The study, published in The Lancet, challenged warnings by advocacy groups and some public health officials who forecast a booming increase of baby boomers getting dementia at the same rate of older people today, The New York Times reported.
Study leader Dr. Carol Brayne of the Cambridge Institute of Public Health took advantage of a study involving 7,635 people, ages 65 and older in Britain from 1984-94 who were tested for dementia.
From 2008-11, the researchers assessed a similar randomly selected group of people living in the same areas.
The study found the dementia rate dropped to 6.2 percent from 8.3 percent.
Dr. P. Murali Doraiswamy, an Alzheimer's researcher at Duke University, in the United States, who was not involved with the study called the findings "terrific news," and the common assumption that every successive generation would have the same risk for dementia might not hold true.
In another study, researchers in Denmark found people in their 90s given a standard test of mental ability in 2010 scored substantially better than people who reached their 90s a decade earlier. The study, also published in The Lancet, found nearly one-quarter of those assessed in 2010 scored at the highest level, a rate twice that of those tested in 1998.

▶ **TASKS TO CARRY OUT**:
1 > List every country named in the dementia article.
2 > According to the dementia article, how many people were involved in the British study that ran from 1984 to 1994?
3 > Pick up the dementia article after its final sentence and keep writing it.

▶ **RAW DATA**:
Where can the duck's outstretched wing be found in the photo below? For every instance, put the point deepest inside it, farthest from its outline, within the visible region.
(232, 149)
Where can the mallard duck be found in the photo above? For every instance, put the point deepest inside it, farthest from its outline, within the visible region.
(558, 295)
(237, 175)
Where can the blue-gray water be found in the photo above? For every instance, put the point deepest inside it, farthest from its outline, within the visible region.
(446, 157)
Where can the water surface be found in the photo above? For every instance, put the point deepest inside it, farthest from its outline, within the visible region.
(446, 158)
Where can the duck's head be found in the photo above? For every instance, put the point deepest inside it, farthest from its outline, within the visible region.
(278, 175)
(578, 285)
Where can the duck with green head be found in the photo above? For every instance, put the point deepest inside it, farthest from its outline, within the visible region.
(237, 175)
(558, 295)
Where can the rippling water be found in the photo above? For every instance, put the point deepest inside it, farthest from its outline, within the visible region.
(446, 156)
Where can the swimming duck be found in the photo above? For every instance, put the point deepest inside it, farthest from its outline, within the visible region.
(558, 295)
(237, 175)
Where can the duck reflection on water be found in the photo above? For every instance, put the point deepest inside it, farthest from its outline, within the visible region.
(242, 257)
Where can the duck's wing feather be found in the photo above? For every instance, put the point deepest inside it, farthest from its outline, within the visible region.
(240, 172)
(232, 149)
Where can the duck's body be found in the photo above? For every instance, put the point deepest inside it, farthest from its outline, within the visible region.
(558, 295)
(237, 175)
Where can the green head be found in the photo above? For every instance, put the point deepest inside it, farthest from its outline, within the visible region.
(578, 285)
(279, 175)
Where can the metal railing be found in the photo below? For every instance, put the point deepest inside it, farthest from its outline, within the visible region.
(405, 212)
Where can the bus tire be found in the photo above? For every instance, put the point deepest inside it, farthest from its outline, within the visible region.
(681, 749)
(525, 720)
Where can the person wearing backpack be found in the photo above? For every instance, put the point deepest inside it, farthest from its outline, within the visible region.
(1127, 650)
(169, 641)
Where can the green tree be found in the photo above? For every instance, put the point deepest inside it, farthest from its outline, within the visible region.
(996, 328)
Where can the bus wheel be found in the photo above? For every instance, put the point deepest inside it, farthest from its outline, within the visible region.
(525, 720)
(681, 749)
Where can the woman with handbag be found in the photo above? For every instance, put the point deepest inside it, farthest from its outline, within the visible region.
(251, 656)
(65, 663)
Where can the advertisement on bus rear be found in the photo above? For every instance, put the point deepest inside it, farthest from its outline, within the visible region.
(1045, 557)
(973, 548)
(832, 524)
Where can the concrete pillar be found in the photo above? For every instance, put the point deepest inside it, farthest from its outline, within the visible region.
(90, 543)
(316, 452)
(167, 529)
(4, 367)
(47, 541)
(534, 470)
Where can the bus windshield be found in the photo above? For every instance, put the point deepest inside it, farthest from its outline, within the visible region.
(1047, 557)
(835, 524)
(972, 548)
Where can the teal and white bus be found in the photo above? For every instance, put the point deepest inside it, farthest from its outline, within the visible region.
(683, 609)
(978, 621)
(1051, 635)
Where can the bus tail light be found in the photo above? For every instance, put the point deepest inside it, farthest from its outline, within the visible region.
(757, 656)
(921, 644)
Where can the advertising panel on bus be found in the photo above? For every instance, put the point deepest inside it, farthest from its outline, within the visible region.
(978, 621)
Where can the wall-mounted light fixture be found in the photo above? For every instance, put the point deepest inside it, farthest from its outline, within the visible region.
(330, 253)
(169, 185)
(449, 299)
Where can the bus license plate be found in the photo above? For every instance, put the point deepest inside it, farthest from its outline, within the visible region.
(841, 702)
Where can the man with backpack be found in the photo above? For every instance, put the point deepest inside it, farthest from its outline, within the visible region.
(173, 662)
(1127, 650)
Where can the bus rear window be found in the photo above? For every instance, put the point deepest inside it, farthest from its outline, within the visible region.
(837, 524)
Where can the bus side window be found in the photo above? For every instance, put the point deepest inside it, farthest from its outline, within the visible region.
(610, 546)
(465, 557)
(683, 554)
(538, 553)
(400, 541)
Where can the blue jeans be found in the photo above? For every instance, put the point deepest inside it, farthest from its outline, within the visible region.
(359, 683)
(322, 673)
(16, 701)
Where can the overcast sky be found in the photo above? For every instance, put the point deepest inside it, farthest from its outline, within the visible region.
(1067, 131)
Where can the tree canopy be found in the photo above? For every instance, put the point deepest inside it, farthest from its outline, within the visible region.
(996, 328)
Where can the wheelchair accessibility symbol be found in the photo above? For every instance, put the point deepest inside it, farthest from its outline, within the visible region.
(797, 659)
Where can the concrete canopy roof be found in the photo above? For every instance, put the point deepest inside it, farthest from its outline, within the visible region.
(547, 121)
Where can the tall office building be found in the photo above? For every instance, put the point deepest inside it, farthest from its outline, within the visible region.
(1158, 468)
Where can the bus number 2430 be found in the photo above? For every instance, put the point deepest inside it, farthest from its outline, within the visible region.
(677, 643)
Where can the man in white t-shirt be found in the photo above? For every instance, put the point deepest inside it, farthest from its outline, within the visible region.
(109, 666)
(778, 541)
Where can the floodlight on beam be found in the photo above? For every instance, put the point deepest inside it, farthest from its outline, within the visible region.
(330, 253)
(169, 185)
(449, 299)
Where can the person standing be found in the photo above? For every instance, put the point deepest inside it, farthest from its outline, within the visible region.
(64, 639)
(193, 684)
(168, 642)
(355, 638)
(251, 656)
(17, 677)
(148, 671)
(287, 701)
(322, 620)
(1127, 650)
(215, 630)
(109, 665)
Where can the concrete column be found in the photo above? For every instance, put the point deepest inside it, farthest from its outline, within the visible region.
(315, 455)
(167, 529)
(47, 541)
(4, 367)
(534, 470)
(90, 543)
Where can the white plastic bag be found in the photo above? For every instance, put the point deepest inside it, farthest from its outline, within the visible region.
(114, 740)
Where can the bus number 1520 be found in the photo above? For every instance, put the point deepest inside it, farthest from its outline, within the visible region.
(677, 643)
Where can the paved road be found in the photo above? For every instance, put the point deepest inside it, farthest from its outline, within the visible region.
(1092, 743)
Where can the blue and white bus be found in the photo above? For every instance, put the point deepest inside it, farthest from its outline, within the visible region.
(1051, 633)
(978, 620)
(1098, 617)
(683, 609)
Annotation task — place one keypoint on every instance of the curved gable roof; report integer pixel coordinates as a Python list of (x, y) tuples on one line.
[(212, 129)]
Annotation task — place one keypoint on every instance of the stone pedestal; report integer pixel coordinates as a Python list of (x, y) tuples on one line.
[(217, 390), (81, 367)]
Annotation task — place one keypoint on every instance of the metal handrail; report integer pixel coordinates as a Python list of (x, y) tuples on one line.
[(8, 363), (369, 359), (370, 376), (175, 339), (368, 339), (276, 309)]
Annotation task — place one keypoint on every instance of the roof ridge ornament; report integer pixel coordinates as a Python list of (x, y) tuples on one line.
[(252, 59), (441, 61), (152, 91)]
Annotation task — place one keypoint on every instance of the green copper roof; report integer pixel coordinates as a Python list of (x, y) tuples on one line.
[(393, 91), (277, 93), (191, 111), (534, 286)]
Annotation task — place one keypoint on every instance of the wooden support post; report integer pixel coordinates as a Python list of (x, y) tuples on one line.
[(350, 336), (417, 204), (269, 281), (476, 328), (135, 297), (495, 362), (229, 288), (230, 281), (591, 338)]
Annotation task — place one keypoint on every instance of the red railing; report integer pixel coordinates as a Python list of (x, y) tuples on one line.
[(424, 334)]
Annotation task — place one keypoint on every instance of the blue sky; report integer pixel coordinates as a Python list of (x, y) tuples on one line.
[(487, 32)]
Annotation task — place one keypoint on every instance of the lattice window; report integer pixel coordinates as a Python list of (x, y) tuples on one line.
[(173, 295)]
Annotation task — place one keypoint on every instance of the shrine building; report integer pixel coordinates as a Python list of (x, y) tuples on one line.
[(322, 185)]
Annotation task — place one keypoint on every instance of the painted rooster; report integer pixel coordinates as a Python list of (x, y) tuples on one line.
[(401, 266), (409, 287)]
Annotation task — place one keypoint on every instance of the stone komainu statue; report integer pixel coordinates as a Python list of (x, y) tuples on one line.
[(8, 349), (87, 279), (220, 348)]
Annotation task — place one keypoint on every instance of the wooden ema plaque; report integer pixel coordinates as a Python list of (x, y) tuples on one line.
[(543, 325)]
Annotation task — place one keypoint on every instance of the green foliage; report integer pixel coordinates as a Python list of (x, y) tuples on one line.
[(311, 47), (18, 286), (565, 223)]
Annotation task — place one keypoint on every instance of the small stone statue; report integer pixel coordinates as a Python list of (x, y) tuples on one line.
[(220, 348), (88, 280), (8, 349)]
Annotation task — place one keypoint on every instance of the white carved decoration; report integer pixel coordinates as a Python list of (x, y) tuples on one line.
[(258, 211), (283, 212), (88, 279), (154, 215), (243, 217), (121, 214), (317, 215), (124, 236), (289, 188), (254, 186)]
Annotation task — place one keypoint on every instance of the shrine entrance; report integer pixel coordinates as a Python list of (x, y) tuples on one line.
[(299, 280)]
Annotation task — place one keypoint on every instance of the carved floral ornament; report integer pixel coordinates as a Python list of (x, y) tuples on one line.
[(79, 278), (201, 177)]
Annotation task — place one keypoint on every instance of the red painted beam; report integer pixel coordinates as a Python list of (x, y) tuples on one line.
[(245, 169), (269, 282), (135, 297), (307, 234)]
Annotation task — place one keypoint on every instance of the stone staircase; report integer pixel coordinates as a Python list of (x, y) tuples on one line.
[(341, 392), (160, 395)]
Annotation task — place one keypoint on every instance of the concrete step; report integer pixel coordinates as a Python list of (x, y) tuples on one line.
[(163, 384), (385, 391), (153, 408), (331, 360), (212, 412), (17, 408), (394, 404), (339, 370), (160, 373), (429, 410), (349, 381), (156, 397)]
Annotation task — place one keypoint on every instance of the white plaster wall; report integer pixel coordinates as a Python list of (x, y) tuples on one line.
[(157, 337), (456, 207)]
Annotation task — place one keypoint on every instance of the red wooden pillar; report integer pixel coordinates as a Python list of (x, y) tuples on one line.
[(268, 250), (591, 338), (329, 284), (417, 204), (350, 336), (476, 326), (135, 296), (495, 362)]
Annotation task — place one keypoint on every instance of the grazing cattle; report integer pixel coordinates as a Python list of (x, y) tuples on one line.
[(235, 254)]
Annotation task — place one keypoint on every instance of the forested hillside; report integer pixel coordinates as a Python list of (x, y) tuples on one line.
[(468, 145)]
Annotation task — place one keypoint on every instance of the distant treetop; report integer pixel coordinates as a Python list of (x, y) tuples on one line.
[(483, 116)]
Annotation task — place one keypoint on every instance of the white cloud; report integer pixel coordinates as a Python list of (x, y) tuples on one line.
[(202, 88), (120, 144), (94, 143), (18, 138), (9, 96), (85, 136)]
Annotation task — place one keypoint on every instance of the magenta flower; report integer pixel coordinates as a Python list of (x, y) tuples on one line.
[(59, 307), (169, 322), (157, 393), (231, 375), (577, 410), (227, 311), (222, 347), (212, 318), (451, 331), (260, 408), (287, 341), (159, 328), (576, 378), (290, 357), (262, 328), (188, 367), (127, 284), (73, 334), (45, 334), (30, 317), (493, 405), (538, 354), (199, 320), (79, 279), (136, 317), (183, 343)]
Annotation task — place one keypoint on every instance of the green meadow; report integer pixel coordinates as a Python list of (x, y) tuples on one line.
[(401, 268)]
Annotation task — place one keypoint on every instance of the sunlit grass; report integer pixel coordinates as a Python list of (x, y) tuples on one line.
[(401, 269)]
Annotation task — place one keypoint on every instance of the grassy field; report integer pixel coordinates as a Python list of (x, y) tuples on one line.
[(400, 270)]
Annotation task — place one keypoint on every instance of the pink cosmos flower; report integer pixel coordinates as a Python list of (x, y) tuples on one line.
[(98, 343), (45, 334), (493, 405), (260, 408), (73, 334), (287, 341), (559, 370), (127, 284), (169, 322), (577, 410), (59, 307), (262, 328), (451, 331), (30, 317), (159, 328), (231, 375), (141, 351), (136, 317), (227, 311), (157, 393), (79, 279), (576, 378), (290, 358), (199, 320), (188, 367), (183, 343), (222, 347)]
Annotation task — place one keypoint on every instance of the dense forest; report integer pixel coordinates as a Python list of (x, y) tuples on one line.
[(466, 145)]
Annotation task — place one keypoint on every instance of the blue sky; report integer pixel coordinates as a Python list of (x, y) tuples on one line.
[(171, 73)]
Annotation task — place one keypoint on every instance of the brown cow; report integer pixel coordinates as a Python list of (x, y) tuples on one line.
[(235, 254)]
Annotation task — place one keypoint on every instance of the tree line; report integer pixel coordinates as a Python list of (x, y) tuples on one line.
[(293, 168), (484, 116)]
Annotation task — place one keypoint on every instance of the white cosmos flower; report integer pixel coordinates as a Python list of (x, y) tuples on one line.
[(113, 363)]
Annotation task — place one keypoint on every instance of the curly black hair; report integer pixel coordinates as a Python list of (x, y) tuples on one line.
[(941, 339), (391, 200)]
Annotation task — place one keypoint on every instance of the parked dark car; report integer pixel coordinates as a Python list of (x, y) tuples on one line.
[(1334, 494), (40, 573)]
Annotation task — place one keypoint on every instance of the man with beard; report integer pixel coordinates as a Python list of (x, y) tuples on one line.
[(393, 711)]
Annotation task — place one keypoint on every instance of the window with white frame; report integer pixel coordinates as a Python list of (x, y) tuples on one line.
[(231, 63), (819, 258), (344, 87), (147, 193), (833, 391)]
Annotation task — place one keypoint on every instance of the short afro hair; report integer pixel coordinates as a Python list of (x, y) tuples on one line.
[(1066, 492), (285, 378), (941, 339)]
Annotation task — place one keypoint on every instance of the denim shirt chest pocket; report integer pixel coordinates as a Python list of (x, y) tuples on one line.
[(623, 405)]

▶ **ANSWERS TO EACH TASK**:
1 > Britain, the United States, Denmark

2 > 7,635 people, ages 65 and older.

3 >
However, Maria Carrillo, vice president of medical and scientific relations at the Alzheimer's Association, an advocacy group, said she was not convinced the trends were real or that the United States would have a similar finding. She said the British study had a methodological flaw and that the Danish study might be affected because people in Denmark were generally healthier than those in the United States.
Research has showed dementia is lower among the better educated, as well as among those who control their blood pressure and cholesterol.